## Required work
Each line from the one that contains "Exercise. Locate the hanging light" to the end of the material must be quoted exactly; include both end lines and nothing else.

## Dataset records about object locations
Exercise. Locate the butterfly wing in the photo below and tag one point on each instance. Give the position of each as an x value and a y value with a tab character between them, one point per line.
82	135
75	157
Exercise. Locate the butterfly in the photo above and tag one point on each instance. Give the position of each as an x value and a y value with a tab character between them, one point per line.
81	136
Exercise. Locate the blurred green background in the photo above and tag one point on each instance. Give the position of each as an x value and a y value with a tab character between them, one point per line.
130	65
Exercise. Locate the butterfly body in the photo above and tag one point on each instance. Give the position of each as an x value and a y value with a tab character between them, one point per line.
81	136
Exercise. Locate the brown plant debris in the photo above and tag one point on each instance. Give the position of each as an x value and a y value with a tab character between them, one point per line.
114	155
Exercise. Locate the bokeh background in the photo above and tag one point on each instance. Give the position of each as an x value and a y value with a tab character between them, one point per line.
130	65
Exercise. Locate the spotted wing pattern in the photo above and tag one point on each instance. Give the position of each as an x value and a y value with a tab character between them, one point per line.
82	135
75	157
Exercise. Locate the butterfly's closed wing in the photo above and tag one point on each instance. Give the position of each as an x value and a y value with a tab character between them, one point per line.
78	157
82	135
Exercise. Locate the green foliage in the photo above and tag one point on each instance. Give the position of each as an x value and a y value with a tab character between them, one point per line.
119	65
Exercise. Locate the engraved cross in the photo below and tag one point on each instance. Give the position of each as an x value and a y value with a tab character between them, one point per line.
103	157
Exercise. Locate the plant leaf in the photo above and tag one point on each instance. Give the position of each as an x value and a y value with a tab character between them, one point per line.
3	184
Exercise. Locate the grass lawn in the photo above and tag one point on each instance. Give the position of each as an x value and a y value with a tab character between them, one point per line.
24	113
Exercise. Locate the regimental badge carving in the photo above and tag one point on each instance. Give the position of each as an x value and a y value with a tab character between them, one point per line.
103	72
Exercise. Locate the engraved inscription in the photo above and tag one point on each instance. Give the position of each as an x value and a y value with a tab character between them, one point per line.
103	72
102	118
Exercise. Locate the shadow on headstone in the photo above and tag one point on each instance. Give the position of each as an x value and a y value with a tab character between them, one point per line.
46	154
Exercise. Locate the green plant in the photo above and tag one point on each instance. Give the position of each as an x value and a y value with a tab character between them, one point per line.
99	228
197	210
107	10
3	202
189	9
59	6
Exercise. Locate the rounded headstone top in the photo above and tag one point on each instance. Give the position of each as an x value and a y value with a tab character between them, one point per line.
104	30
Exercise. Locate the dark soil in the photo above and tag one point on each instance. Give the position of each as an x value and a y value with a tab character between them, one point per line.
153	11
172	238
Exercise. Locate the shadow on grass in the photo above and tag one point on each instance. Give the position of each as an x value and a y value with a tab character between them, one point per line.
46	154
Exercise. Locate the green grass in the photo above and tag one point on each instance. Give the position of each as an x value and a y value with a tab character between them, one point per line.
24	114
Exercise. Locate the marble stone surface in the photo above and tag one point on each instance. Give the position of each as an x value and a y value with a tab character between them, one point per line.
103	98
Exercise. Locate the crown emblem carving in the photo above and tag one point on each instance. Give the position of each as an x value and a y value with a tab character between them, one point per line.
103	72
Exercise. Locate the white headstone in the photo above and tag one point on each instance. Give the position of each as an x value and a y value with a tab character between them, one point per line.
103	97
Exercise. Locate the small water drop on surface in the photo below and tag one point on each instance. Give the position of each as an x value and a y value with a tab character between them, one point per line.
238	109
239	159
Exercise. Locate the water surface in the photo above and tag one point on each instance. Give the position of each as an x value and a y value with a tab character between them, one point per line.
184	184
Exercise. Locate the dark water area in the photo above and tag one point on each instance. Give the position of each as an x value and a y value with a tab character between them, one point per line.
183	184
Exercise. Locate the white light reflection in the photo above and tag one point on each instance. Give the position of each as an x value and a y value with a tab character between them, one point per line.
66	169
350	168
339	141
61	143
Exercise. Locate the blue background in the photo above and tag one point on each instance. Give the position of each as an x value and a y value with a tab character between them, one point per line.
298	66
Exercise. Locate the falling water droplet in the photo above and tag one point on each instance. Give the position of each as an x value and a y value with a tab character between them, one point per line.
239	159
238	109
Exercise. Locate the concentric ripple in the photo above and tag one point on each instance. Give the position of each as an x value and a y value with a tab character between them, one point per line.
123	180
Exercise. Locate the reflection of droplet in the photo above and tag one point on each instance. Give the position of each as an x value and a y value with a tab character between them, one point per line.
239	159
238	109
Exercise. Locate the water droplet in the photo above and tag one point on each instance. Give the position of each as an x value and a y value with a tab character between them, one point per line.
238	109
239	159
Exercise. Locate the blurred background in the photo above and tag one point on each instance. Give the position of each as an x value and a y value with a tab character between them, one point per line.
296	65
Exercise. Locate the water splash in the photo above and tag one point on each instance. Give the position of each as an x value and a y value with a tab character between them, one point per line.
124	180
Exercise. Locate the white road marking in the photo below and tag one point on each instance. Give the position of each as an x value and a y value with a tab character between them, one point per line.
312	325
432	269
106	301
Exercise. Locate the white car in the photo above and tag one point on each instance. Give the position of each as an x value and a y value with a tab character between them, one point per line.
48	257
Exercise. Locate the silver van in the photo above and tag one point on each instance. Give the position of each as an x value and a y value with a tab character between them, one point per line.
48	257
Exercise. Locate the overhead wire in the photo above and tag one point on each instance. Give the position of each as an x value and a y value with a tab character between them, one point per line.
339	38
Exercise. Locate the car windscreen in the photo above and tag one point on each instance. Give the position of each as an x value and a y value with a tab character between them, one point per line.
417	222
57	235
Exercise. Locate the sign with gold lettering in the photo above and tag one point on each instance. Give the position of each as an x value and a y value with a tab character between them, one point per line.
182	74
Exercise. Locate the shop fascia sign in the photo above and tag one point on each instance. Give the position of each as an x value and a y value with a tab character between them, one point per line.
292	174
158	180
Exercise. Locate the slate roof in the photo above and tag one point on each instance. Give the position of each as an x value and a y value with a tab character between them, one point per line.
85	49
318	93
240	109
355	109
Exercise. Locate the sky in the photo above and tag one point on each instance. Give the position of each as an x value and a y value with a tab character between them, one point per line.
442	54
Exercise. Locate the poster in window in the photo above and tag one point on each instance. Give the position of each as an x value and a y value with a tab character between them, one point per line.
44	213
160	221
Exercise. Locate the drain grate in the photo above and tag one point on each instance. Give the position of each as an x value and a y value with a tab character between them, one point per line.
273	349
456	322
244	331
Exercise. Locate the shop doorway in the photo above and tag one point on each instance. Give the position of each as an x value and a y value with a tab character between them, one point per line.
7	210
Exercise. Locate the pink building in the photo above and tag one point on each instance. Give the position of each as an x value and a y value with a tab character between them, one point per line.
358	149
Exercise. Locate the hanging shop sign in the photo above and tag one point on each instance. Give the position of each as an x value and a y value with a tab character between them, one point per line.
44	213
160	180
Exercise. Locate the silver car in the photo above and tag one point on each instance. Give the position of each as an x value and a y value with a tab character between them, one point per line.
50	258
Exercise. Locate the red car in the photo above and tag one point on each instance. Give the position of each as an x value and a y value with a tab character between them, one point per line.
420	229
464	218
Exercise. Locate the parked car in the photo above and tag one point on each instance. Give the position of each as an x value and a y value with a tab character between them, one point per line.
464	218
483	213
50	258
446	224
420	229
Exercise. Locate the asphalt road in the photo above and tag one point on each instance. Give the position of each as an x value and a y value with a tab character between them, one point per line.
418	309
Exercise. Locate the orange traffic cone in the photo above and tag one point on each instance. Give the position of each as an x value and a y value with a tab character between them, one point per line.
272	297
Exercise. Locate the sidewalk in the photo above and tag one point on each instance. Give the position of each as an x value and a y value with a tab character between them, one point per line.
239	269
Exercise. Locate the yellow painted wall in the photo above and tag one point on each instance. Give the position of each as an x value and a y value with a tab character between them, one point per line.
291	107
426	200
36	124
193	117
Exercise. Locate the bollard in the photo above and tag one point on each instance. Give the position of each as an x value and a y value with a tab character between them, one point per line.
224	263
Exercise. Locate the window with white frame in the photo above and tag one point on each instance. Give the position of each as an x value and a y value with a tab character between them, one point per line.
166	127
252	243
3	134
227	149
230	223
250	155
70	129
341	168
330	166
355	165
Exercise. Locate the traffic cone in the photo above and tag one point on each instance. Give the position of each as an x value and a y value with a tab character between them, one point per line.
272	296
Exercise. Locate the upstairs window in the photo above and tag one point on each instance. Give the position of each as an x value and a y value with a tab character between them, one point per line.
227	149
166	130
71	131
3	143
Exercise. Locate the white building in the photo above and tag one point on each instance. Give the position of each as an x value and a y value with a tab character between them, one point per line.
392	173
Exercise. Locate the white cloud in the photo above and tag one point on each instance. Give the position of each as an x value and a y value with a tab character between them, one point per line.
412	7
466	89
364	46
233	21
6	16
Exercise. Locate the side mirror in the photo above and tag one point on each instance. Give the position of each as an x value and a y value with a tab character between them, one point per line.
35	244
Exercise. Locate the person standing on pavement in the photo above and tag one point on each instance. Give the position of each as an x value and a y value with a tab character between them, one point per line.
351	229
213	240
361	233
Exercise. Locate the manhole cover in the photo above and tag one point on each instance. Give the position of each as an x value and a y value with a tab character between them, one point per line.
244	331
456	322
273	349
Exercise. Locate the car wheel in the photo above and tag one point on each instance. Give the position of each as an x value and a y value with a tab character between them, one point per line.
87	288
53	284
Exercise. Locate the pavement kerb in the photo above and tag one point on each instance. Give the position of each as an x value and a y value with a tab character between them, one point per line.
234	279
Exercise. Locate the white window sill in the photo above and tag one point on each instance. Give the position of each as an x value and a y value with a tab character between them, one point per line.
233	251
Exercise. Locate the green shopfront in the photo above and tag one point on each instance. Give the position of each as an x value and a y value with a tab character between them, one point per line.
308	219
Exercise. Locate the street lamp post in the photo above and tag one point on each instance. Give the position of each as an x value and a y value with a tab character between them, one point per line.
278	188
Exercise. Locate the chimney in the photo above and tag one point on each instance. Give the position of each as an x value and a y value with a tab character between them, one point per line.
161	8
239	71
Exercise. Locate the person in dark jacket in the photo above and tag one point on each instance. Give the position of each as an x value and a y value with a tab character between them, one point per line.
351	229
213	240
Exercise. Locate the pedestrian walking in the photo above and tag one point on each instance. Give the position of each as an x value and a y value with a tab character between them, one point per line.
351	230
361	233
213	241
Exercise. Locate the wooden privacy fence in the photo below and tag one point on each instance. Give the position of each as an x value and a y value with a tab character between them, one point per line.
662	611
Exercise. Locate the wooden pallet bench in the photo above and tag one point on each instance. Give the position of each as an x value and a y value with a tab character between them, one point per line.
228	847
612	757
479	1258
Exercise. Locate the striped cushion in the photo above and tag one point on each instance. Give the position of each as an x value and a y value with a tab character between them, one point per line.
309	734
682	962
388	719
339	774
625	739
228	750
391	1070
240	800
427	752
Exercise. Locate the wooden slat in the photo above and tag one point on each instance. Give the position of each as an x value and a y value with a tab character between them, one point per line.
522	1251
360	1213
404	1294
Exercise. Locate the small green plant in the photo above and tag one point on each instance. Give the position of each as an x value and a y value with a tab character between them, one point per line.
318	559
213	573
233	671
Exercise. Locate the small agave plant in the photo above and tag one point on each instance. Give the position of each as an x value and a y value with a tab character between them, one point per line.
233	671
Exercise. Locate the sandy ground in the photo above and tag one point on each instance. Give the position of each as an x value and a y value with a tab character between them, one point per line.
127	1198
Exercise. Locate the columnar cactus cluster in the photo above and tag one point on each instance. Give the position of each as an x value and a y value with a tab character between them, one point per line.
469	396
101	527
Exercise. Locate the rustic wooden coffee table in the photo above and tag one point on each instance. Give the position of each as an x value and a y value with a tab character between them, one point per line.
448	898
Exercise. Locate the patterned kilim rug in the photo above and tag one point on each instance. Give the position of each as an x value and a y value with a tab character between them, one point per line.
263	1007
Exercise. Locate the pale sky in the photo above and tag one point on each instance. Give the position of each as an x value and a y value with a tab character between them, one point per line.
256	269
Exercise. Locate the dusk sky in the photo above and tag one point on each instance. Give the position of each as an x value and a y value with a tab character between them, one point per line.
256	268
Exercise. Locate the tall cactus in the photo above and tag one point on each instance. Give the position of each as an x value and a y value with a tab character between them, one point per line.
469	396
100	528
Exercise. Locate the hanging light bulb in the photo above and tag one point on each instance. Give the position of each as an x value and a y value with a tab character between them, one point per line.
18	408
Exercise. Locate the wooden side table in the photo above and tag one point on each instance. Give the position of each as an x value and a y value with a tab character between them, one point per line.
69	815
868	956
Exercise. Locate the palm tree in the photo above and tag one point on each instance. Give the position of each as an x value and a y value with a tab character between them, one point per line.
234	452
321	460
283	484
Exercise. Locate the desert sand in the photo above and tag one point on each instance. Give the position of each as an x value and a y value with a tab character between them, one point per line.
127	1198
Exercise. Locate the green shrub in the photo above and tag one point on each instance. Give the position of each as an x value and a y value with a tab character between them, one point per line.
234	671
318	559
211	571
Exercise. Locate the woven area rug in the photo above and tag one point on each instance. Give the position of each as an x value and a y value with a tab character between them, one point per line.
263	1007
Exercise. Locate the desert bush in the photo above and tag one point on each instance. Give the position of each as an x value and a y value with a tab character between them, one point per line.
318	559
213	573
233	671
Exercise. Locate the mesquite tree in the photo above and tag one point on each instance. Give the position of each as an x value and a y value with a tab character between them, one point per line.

## Answer to the exercise
Exercise. Locate the hanging light bulb in the photo above and tag one point on each instance. Give the position of each as an x value and a y value with a tab character between them, one point per line.
18	408
Exercise. Locate the wooden side table in the photo above and tag one point on each instance. Give the position of each as an x value and a y value with a tab character between them, one point per line.
69	815
868	956
Exercise. Locate the palm tree in the photo above and tag one point on each instance. Give the position of each as an x value and a y value with a tab character between them, one point per line.
234	452
321	460
283	484
Exercise. Locate the desert sand in the photo above and tag one point on each instance. Give the position of each as an x value and a y value with a tab character between them, one point per line.
127	1198
Exercise. Locate the green shrub in the photo above and tag one point on each instance. Give the position of each as an x value and a y value with a tab character between them, one point per line.
234	671
318	559
211	571
Exercise. Locate the woven area rug in the photo above and tag one point on each instance. Give the position of each as an x value and a y value with a tab character between them, one point per line.
263	1007
Exercise. Locate the desert bush in the photo above and tag one point on each instance. Give the position of each as an x value and a y value with a tab character between them, one point per line.
318	559
213	573
233	671
Exercise. Locate the mesquite tree in the photo above and tag one point on each instance. Give the position of each as an x value and a y value with a tab character between them, one point per line.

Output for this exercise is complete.